Problem to work on: In the entries below, find each line with the word "corner" and return it.

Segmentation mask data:

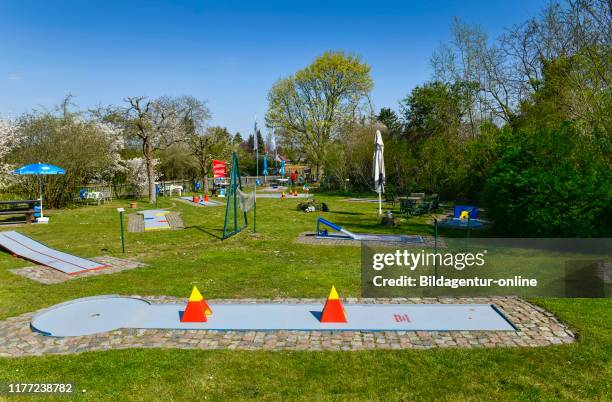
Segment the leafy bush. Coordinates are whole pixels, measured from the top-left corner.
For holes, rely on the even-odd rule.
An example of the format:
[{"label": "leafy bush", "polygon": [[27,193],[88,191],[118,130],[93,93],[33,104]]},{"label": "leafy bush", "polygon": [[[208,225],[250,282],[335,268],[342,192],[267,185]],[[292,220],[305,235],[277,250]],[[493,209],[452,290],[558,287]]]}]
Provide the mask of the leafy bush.
[{"label": "leafy bush", "polygon": [[483,201],[508,235],[608,236],[612,174],[589,137],[569,124],[506,132]]},{"label": "leafy bush", "polygon": [[[64,112],[35,112],[19,119],[20,142],[7,157],[15,166],[44,162],[66,170],[64,175],[44,179],[44,199],[50,207],[61,207],[78,195],[79,186],[109,182],[121,169],[119,134],[96,121]],[[38,198],[38,176],[19,176],[12,190]]]},{"label": "leafy bush", "polygon": [[329,207],[327,206],[326,203],[324,202],[320,203],[314,198],[311,198],[308,201],[300,202],[297,206],[297,209],[298,211],[304,211],[304,212],[315,212],[315,211],[329,212]]}]

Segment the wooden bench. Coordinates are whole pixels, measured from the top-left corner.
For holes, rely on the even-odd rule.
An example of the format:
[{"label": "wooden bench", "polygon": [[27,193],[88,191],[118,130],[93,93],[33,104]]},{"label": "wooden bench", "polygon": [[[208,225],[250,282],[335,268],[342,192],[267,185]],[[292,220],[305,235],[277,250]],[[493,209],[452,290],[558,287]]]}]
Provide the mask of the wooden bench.
[{"label": "wooden bench", "polygon": [[[15,200],[15,201],[0,201],[0,216],[24,215],[25,223],[34,221],[34,214],[37,212],[34,207],[38,205],[38,200]],[[21,221],[9,221],[0,223],[22,223]]]}]

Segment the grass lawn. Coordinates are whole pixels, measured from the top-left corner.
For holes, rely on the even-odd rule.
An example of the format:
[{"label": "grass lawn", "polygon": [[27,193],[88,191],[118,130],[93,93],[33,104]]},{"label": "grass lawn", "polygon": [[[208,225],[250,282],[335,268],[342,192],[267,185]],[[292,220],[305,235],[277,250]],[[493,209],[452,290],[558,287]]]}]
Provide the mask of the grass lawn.
[{"label": "grass lawn", "polygon": [[[348,203],[340,197],[317,199],[330,205],[329,220],[356,232],[431,234],[424,218],[382,229],[377,225],[376,204]],[[126,256],[149,264],[147,268],[62,284],[42,285],[14,275],[10,268],[31,264],[0,253],[0,319],[98,294],[187,297],[192,285],[211,299],[322,298],[332,284],[344,297],[359,296],[359,248],[295,244],[299,233],[314,230],[318,216],[297,211],[297,203],[259,199],[258,233],[247,231],[221,242],[217,237],[224,207],[195,208],[163,199],[159,207],[180,211],[187,228],[128,233]],[[18,230],[83,257],[121,257],[118,206],[127,203],[53,211],[50,225]],[[569,324],[579,341],[545,348],[477,350],[135,349],[0,358],[0,382],[74,382],[78,396],[92,400],[607,400],[612,394],[612,301],[535,302]]]}]

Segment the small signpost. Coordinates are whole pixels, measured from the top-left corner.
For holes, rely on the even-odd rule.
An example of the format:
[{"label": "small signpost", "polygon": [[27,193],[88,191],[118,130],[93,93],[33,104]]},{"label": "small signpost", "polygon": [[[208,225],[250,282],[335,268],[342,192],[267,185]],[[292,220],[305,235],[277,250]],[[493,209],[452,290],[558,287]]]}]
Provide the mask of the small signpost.
[{"label": "small signpost", "polygon": [[123,238],[123,213],[125,209],[117,208],[117,212],[119,212],[119,227],[121,228],[121,252],[125,253],[125,240]]}]

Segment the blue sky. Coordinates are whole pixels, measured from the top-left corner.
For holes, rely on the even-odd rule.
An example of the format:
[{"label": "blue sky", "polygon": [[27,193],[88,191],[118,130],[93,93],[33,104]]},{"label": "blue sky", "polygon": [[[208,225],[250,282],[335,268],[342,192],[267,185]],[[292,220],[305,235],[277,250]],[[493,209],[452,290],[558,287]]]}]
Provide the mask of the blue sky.
[{"label": "blue sky", "polygon": [[372,67],[374,106],[397,108],[431,76],[453,17],[495,37],[544,1],[0,0],[0,114],[126,96],[207,99],[213,124],[246,134],[279,78],[325,50]]}]

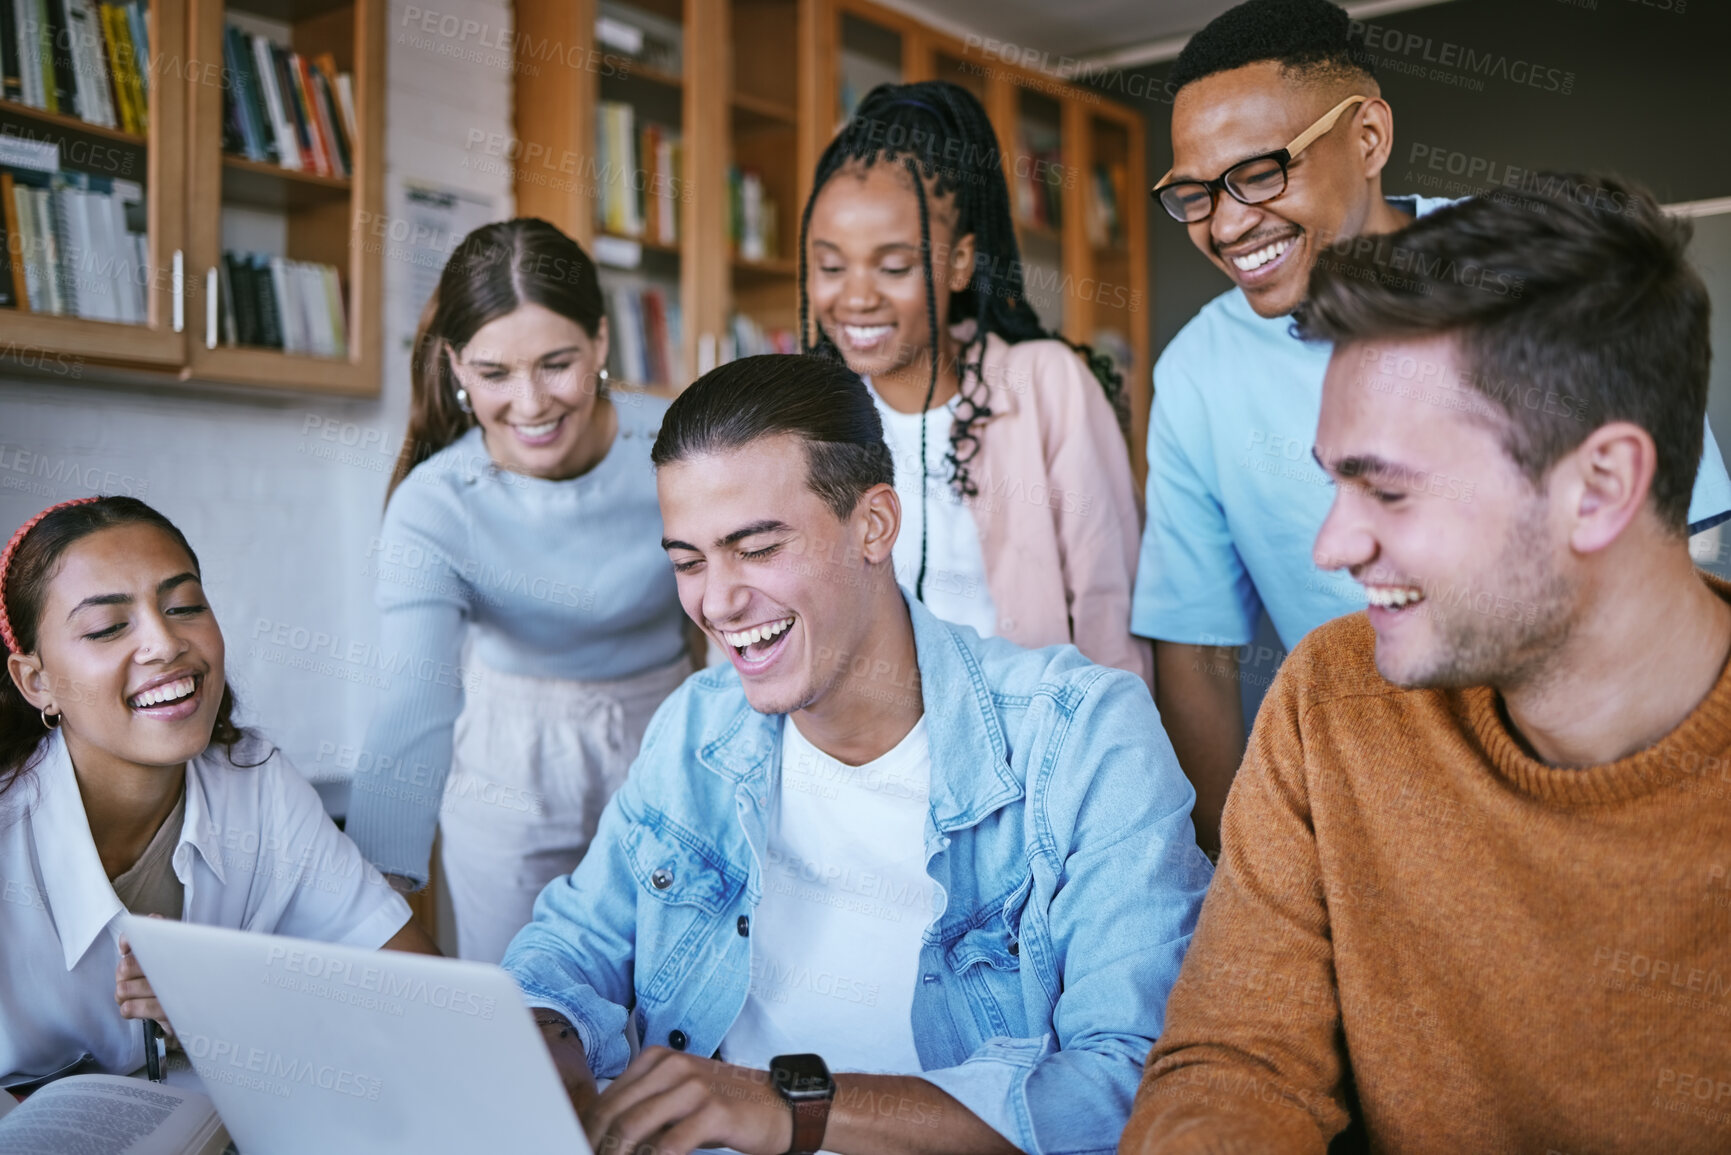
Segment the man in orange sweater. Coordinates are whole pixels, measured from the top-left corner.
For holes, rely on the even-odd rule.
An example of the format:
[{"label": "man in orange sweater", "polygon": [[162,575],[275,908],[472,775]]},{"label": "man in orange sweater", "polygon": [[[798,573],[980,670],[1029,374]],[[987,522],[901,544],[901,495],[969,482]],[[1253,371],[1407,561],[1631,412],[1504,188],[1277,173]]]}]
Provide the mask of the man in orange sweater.
[{"label": "man in orange sweater", "polygon": [[1536,183],[1312,278],[1371,607],[1262,707],[1123,1152],[1731,1151],[1707,294],[1646,194]]}]

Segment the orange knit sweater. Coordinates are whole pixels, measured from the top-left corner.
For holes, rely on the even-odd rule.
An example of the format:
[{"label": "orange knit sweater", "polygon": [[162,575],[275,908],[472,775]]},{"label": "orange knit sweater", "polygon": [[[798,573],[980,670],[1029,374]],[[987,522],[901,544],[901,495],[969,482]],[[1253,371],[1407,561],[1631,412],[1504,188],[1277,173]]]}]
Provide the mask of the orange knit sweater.
[{"label": "orange knit sweater", "polygon": [[1119,1150],[1731,1152],[1731,666],[1571,770],[1374,650],[1330,622],[1263,704]]}]

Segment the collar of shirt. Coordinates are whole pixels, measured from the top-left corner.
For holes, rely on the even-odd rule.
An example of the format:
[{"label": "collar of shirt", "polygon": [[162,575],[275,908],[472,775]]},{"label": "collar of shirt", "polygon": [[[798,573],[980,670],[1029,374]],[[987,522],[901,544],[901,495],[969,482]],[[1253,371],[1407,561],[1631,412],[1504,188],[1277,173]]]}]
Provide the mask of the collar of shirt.
[{"label": "collar of shirt", "polygon": [[[174,847],[174,874],[187,885],[191,876],[188,858],[195,848],[204,856],[219,880],[223,879],[221,831],[211,817],[209,799],[198,773],[198,759],[186,764],[186,818],[180,840]],[[96,941],[96,936],[126,908],[108,881],[96,839],[90,833],[90,818],[72,771],[66,739],[58,730],[48,738],[48,749],[34,777],[41,791],[30,811],[30,829],[35,836],[42,866],[42,888],[48,898],[49,915],[60,936],[66,969],[78,965]],[[226,881],[226,880],[225,880]]]},{"label": "collar of shirt", "polygon": [[[924,698],[932,821],[937,832],[960,830],[1022,797],[1022,785],[1010,772],[1009,741],[978,659],[907,591],[902,598],[913,619],[918,677],[888,676]],[[698,761],[750,788],[761,804],[780,748],[781,719],[742,707],[715,740],[698,748]]]}]

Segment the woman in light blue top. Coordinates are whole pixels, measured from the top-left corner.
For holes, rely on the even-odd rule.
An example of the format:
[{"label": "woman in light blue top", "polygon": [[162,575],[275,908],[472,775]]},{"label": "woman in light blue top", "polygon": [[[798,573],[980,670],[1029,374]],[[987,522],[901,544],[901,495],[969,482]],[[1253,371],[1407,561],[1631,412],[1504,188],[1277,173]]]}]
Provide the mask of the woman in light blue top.
[{"label": "woman in light blue top", "polygon": [[666,403],[609,391],[606,360],[594,264],[529,219],[464,238],[416,342],[348,833],[412,889],[440,828],[464,958],[497,962],[582,859],[691,669],[649,463]]}]

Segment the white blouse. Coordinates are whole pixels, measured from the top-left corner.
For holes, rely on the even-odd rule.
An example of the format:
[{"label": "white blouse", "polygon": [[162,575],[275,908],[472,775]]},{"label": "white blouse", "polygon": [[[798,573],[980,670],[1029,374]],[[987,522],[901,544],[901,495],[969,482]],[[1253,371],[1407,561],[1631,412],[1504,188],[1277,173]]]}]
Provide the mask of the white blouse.
[{"label": "white blouse", "polygon": [[[125,907],[66,743],[56,732],[44,744],[0,798],[0,1086],[85,1056],[115,1074],[144,1063],[141,1027],[114,1002],[115,916]],[[251,732],[232,761],[213,745],[187,763],[173,862],[188,922],[378,947],[409,919],[312,786]]]}]

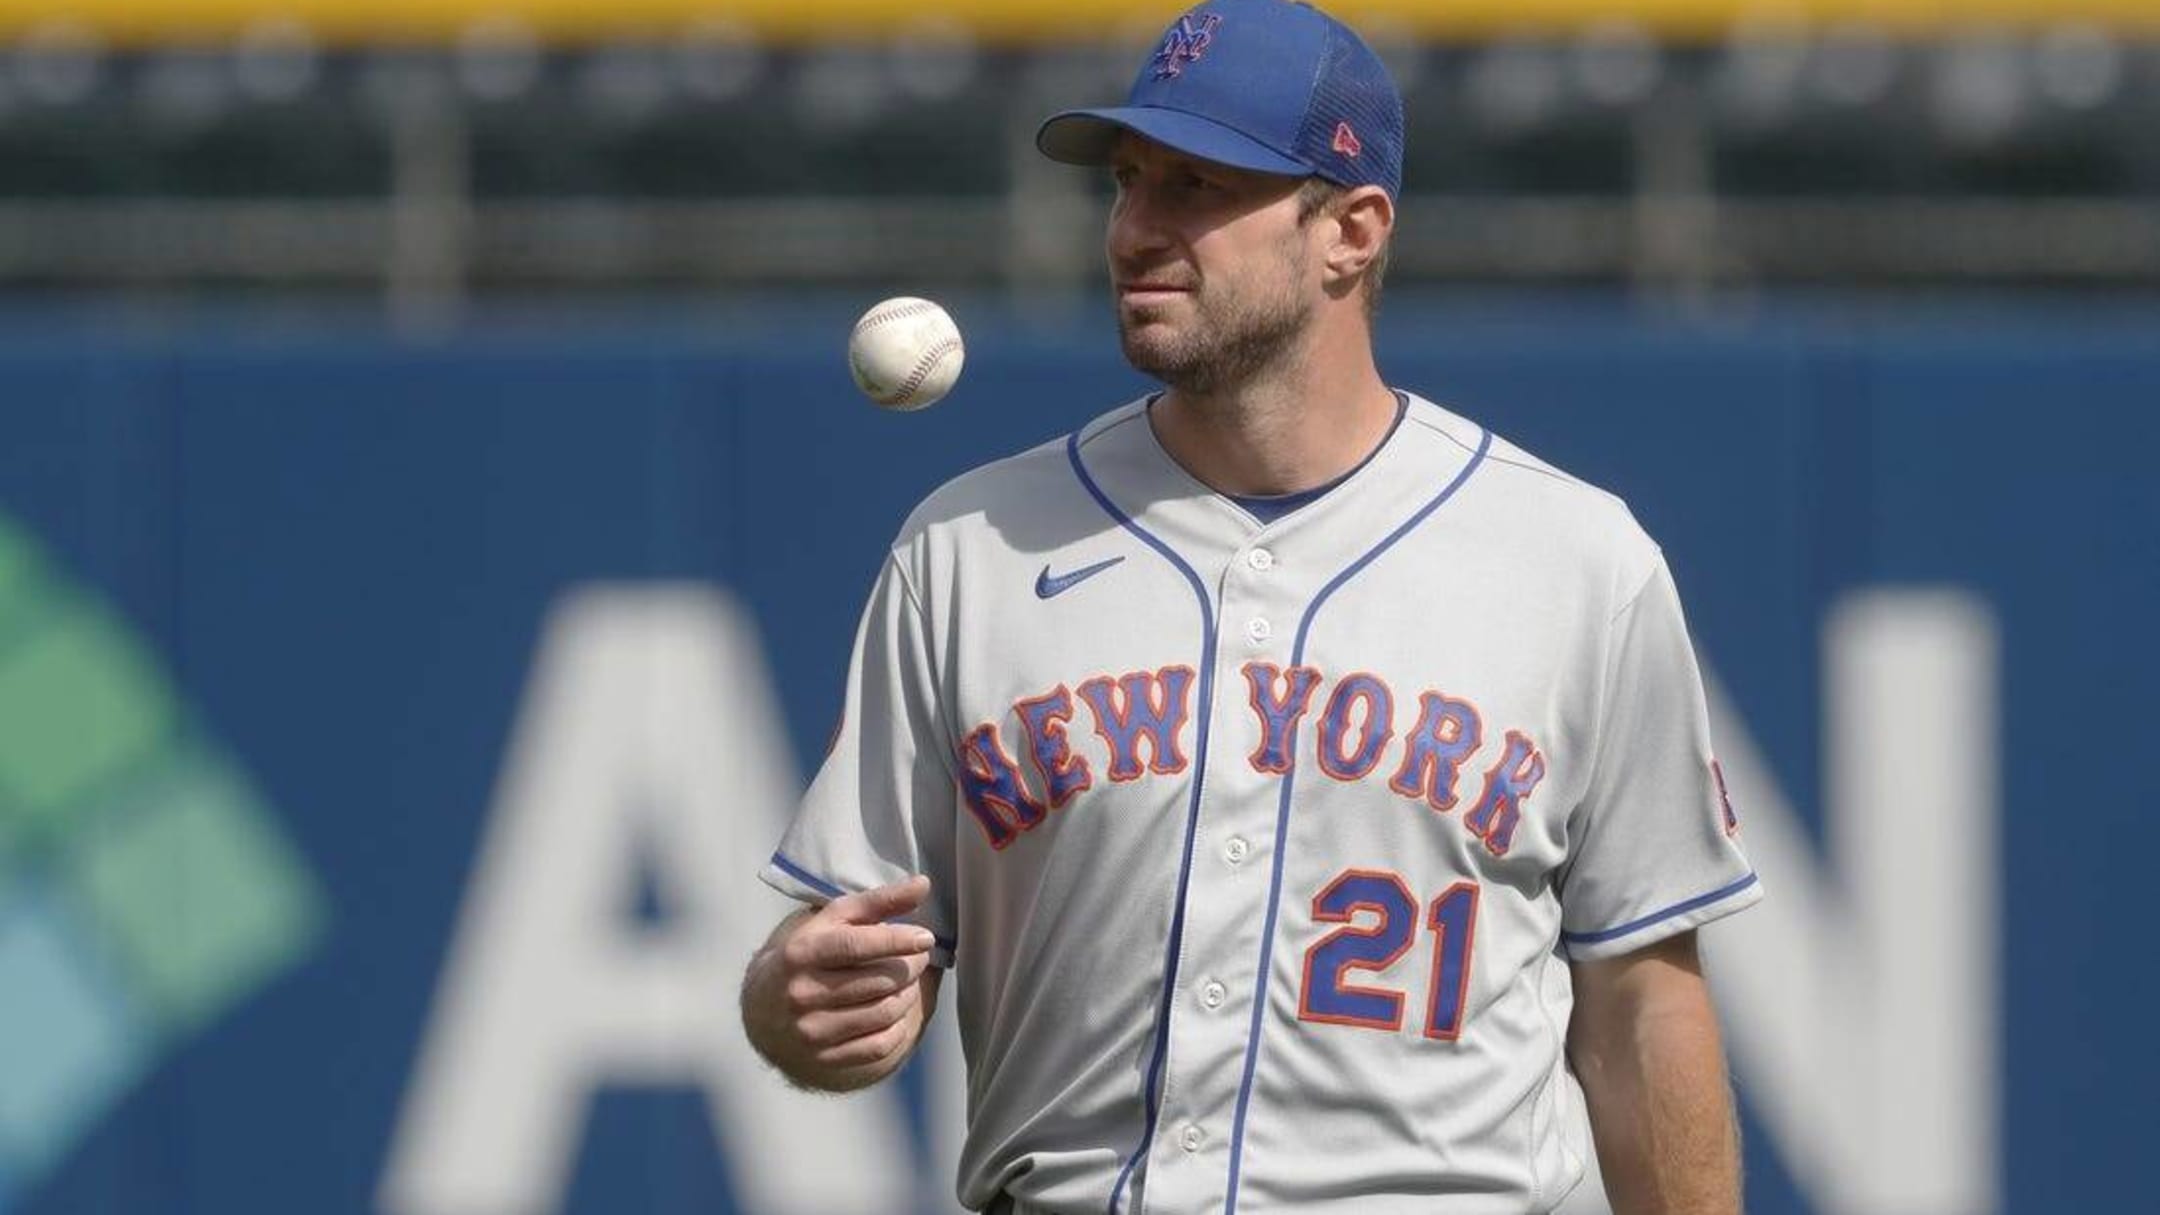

Written solution:
Segment the leafy bush. Coordinates are whole pixels, measured from the top-left corner.
Segment the wooden bench. Coordinates are whole pixels, measured from the top-left corner.
Segment the grass lawn. Coordinates are whole pixels, measured from the top-left corner.
Segment the small signpost. Coordinates are whole pixels, measured from the top-left corner.
Segment the blue sky. Coordinates are whole pixels, measured from the top-left corner.
Segment the man in orange sweater. Coordinates are whole pixels, measured from the top-left corner.
Segment the orange knit sweater. Coordinates are whole pixels, measured from the top-left corner.
Segment the collar of shirt. Coordinates are whole pixels, measured from the top-left corner.
Segment the woman in light blue top. Coordinates are whole pixels, measured from the top-left corner.
Segment the white blouse. Coordinates are whole pixels, measured from the top-left corner.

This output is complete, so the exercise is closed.